START INFORMATION PROVIDED

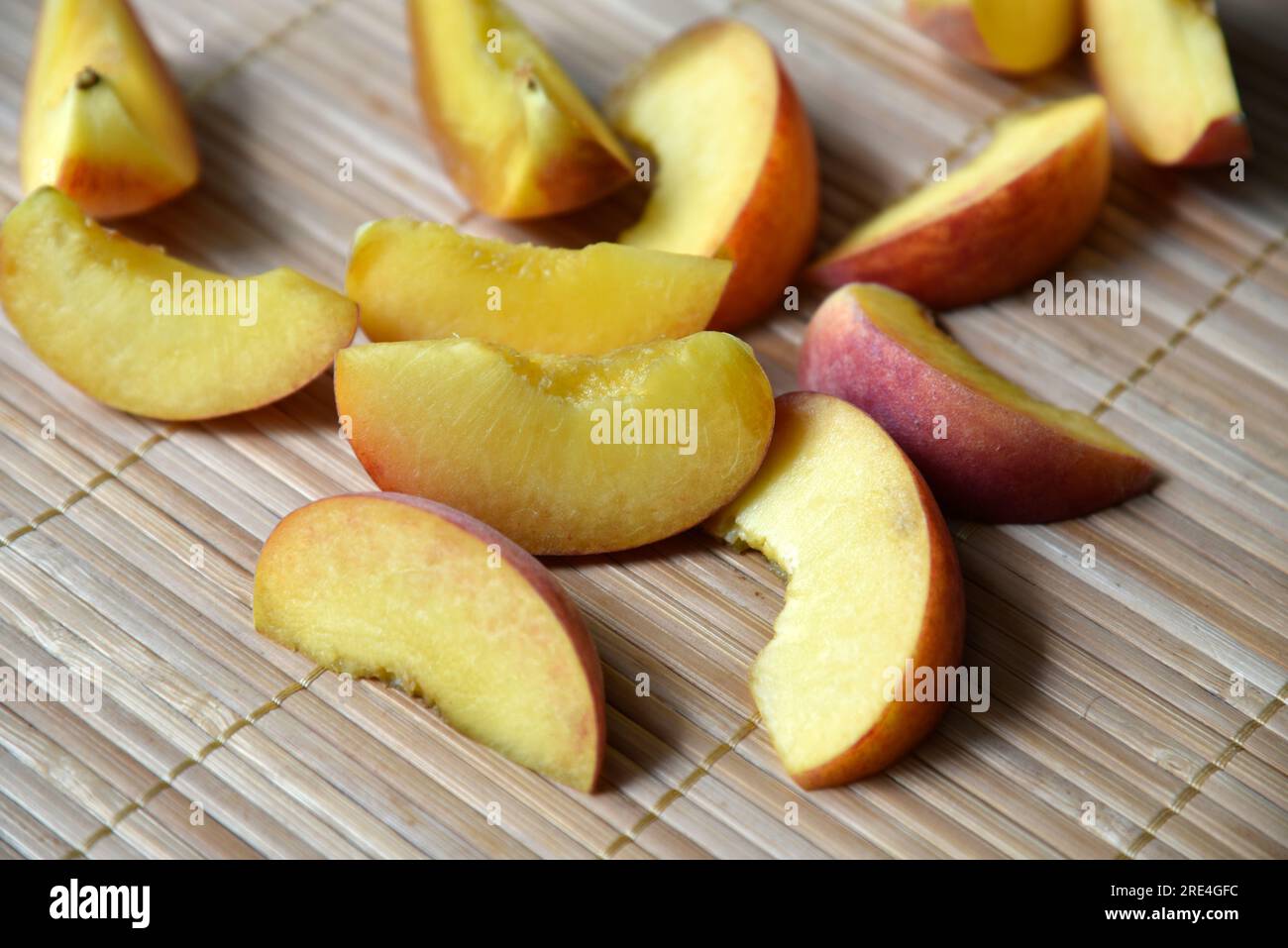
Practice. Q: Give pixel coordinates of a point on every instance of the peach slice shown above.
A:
(990, 451)
(1164, 68)
(381, 584)
(563, 454)
(872, 587)
(1000, 222)
(103, 121)
(1014, 38)
(737, 174)
(155, 337)
(425, 281)
(516, 136)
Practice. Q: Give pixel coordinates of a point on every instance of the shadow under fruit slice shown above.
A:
(990, 451)
(102, 119)
(1003, 219)
(1014, 38)
(381, 584)
(874, 586)
(426, 281)
(515, 134)
(563, 454)
(151, 335)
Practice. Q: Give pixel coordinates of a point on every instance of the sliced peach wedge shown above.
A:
(426, 281)
(563, 454)
(1014, 38)
(1164, 68)
(515, 134)
(990, 451)
(103, 121)
(737, 172)
(381, 584)
(151, 335)
(1009, 215)
(874, 588)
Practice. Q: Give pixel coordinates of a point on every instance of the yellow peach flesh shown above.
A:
(425, 281)
(386, 587)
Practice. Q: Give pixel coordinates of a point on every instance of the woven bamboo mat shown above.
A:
(1115, 728)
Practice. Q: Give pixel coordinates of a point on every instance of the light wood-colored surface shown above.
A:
(1111, 686)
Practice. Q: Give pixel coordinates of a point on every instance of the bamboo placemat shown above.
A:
(1115, 728)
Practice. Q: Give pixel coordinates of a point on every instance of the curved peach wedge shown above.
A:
(386, 586)
(990, 451)
(516, 136)
(426, 281)
(1164, 68)
(151, 335)
(563, 454)
(1009, 215)
(103, 121)
(737, 172)
(1016, 38)
(874, 588)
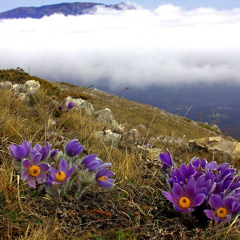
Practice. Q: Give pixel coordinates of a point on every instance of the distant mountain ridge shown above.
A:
(66, 9)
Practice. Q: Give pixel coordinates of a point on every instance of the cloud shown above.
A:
(141, 47)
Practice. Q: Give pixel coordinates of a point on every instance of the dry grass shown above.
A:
(133, 209)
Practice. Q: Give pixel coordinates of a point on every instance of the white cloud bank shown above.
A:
(142, 47)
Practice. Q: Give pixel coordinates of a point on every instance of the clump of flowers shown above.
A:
(215, 188)
(67, 169)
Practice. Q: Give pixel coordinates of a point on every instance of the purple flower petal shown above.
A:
(41, 177)
(190, 189)
(197, 200)
(216, 201)
(19, 152)
(209, 213)
(228, 204)
(26, 164)
(70, 172)
(37, 148)
(211, 165)
(31, 181)
(177, 191)
(109, 174)
(25, 175)
(170, 197)
(104, 166)
(166, 158)
(53, 172)
(88, 159)
(43, 167)
(36, 159)
(101, 173)
(63, 166)
(94, 166)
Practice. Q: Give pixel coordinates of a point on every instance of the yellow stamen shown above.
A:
(34, 171)
(221, 213)
(60, 176)
(102, 178)
(184, 202)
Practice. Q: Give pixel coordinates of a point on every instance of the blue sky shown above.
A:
(150, 4)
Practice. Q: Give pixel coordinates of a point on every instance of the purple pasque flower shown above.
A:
(91, 162)
(45, 151)
(181, 175)
(222, 208)
(73, 148)
(53, 153)
(34, 170)
(184, 200)
(20, 151)
(63, 174)
(198, 163)
(148, 145)
(103, 176)
(166, 158)
(70, 105)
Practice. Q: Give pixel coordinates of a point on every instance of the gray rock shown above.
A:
(80, 104)
(6, 85)
(104, 116)
(16, 88)
(109, 137)
(31, 87)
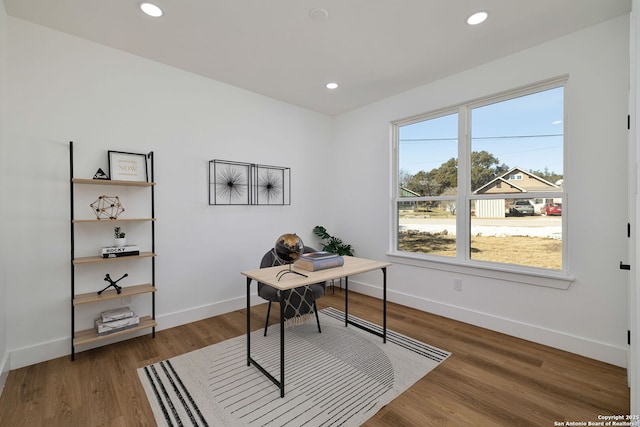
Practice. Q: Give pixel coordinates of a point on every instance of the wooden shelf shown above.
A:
(89, 336)
(92, 259)
(111, 182)
(127, 291)
(114, 220)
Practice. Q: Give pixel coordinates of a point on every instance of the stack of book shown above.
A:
(315, 261)
(118, 251)
(115, 320)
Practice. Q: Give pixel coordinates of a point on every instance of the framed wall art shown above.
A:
(128, 166)
(239, 183)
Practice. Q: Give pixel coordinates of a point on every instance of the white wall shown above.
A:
(590, 318)
(64, 88)
(4, 361)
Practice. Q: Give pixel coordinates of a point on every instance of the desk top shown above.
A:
(352, 265)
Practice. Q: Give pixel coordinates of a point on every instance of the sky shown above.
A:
(526, 132)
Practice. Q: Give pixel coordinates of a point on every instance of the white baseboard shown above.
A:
(4, 371)
(552, 338)
(61, 347)
(560, 340)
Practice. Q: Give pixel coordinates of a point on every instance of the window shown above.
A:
(483, 182)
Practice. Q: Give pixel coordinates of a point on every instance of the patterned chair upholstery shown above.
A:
(271, 294)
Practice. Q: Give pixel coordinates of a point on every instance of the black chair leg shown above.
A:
(315, 308)
(266, 323)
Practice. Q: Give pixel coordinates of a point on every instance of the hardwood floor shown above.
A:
(490, 380)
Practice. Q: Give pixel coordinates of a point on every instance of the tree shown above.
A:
(552, 177)
(484, 168)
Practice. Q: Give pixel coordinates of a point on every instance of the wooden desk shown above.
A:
(267, 276)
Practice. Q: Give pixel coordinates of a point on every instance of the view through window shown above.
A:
(484, 182)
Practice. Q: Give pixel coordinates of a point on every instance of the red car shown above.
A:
(552, 209)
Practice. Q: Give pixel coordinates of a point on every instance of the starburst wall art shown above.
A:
(238, 183)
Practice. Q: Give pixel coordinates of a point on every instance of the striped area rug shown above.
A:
(340, 377)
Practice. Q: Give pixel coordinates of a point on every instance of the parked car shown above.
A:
(521, 207)
(551, 209)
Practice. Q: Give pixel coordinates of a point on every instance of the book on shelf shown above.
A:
(319, 264)
(116, 314)
(118, 251)
(104, 328)
(319, 255)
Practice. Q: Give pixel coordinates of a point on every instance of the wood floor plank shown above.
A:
(491, 379)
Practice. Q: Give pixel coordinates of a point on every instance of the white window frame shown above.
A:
(462, 263)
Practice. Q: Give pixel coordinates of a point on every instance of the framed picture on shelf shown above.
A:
(128, 166)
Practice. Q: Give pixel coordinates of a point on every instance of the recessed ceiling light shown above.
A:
(151, 9)
(318, 14)
(477, 18)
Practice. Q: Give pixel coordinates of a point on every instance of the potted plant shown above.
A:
(331, 243)
(119, 237)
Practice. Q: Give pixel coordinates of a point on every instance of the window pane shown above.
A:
(427, 227)
(516, 135)
(528, 233)
(428, 157)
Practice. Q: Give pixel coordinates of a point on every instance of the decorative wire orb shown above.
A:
(107, 207)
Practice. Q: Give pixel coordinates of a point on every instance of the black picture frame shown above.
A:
(125, 166)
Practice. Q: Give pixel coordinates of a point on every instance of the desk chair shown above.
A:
(271, 294)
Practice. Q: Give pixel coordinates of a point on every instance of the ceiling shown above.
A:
(373, 48)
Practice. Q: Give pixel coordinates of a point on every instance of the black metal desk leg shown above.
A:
(384, 304)
(248, 321)
(281, 346)
(346, 301)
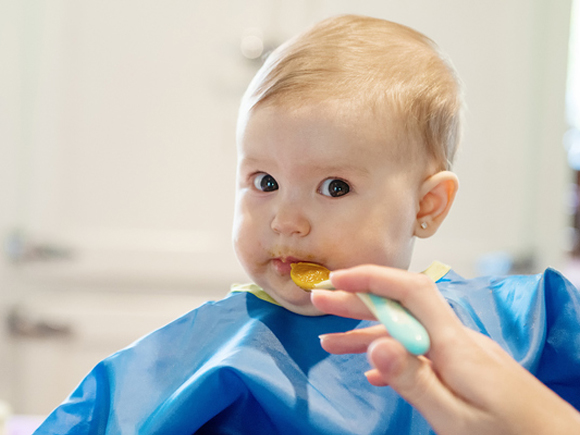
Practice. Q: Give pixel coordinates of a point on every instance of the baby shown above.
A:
(345, 140)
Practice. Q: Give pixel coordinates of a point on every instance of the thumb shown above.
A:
(415, 380)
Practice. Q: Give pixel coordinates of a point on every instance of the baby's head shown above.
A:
(345, 138)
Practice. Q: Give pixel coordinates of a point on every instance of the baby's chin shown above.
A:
(299, 305)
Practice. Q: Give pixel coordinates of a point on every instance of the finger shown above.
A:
(415, 380)
(355, 341)
(417, 292)
(340, 303)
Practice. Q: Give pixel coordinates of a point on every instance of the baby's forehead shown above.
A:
(341, 126)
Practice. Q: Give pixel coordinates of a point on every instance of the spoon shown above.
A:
(400, 323)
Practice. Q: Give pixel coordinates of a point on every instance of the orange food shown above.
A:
(305, 275)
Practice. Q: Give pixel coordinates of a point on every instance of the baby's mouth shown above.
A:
(283, 265)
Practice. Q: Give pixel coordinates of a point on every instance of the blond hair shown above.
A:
(371, 63)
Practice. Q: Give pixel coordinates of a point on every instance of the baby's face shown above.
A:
(317, 188)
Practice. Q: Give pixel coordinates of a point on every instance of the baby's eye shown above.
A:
(265, 182)
(334, 187)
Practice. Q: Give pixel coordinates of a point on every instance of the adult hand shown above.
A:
(465, 384)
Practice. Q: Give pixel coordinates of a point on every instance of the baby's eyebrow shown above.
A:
(346, 168)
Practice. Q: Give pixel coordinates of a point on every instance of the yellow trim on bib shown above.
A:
(436, 271)
(255, 290)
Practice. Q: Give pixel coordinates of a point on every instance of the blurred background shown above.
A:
(117, 159)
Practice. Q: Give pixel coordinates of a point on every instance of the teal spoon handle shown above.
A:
(400, 323)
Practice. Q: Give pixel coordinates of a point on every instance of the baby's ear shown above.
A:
(436, 197)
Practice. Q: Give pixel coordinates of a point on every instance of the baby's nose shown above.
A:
(290, 220)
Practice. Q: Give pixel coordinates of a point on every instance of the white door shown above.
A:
(123, 169)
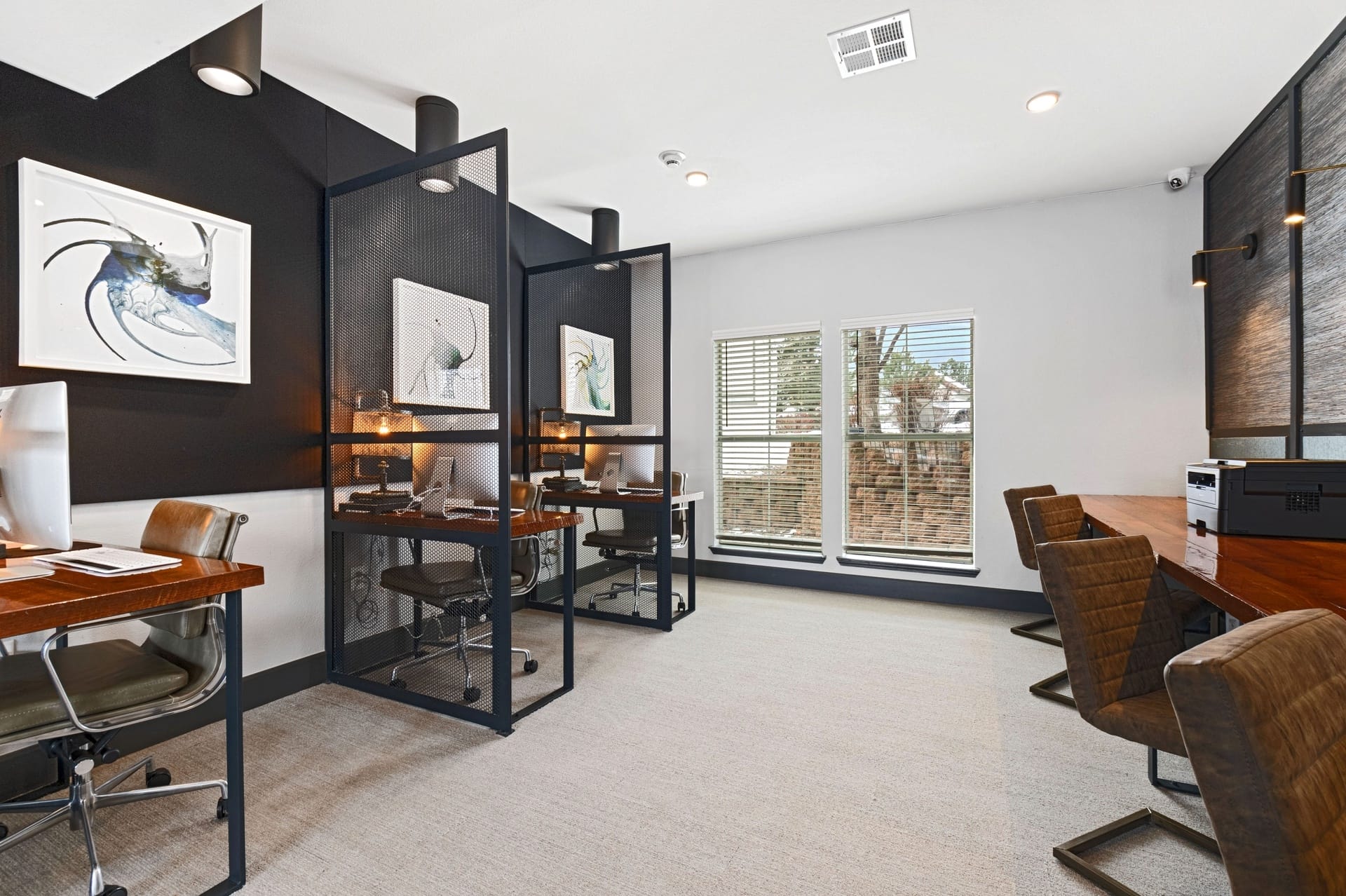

END INFORMATION PROVIDED

List every line of the records that contains the word "white", with case counting.

Practice. Q: Give pixel coordinates of a point on every instance of the white cloud bank shown above.
Practice. Q: Give pixel coordinates of a point on every instance of the white wall shown above.
Practice. Q: Give pixel coordinates of a point on every instance of the white baseboard shown above.
Practice. Q: Give pixel coordinates of a point on every instance of the white window frame shown above.
Practice. Q: Give pixel coordinates of a point on every instance of the white door shown above.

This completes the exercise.